[Opening Provided information section]

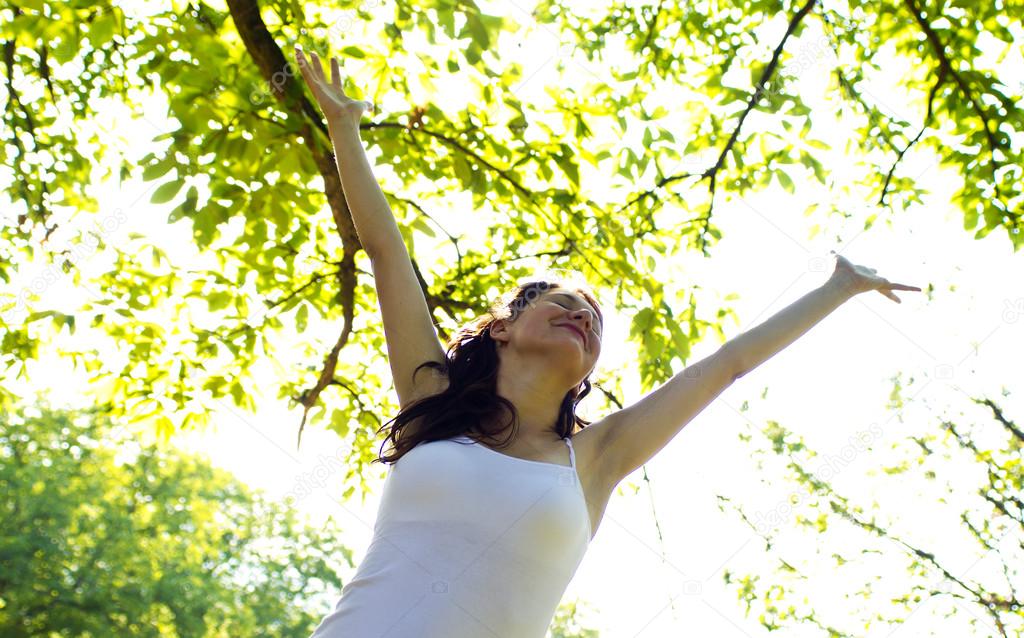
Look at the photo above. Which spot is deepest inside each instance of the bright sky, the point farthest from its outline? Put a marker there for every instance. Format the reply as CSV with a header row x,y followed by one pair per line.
x,y
833,385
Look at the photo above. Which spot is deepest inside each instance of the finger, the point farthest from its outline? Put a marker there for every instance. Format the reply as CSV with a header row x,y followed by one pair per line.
x,y
335,73
903,287
317,67
303,65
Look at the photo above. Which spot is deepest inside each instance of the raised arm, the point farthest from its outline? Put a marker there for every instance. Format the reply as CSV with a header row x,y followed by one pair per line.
x,y
632,435
409,328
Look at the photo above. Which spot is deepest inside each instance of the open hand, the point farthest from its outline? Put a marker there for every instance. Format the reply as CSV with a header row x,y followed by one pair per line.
x,y
853,280
336,105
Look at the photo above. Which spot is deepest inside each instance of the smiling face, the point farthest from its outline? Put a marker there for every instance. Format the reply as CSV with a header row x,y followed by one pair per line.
x,y
560,325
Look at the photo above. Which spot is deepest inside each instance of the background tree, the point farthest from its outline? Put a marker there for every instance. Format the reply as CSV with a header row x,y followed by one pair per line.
x,y
103,537
885,553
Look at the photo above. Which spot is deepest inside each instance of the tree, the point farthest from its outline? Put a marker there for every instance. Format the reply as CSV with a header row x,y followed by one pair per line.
x,y
885,552
275,259
103,537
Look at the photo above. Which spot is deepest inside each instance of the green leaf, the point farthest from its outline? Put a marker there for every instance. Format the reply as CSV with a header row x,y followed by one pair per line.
x,y
166,192
783,179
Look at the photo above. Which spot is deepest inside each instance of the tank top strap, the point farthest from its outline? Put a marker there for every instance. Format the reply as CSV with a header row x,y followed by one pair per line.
x,y
568,441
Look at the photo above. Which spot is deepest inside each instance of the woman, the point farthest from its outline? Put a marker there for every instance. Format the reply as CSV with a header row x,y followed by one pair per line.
x,y
474,542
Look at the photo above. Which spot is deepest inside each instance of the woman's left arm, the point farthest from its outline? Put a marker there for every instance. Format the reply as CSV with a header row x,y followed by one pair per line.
x,y
631,436
754,347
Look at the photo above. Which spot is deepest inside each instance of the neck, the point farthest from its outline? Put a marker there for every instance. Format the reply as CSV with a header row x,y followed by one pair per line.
x,y
537,390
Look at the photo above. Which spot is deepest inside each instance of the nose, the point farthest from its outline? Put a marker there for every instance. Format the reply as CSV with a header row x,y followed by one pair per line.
x,y
584,315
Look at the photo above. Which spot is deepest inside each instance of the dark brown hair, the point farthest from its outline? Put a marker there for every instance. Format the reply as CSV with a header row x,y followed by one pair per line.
x,y
471,402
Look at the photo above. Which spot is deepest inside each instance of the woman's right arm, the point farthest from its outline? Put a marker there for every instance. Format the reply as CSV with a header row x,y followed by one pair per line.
x,y
409,328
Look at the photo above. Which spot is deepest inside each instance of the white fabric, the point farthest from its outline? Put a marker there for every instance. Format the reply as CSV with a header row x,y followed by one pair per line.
x,y
468,543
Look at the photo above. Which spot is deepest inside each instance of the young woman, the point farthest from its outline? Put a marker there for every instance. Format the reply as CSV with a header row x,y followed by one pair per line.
x,y
473,542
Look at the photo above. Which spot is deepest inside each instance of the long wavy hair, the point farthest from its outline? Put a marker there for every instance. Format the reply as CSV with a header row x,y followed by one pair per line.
x,y
470,402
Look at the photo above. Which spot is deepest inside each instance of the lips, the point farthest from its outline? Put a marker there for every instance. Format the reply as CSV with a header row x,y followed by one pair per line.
x,y
577,331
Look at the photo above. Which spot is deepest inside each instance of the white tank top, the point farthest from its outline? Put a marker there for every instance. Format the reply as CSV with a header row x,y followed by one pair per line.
x,y
468,543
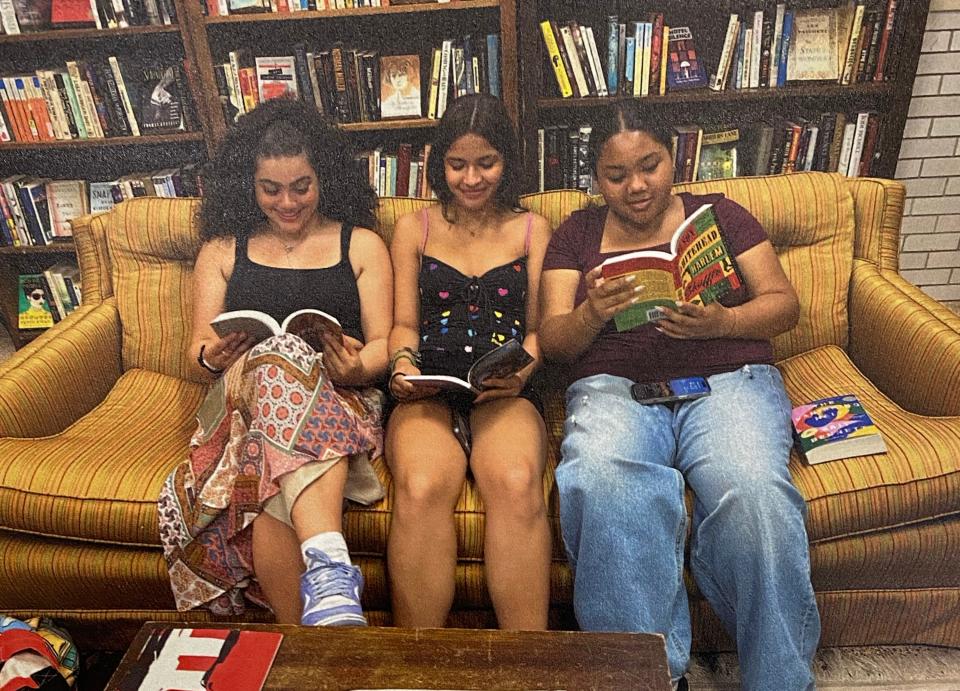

[Closing Provided information section]

- [Your assignment]
Give back exactly the lines from the one that contains "the white tank" to the final line of the data above, both included, with all pictures removed.

- [Answer for the task]
Look at the photo above. Which spot is deepest inside each instance of the white tank top, the point farthest from its outline? Put a marker there for every instance. Format the reply as CSV with a header row x,y followed by one pair per line.
x,y
468,543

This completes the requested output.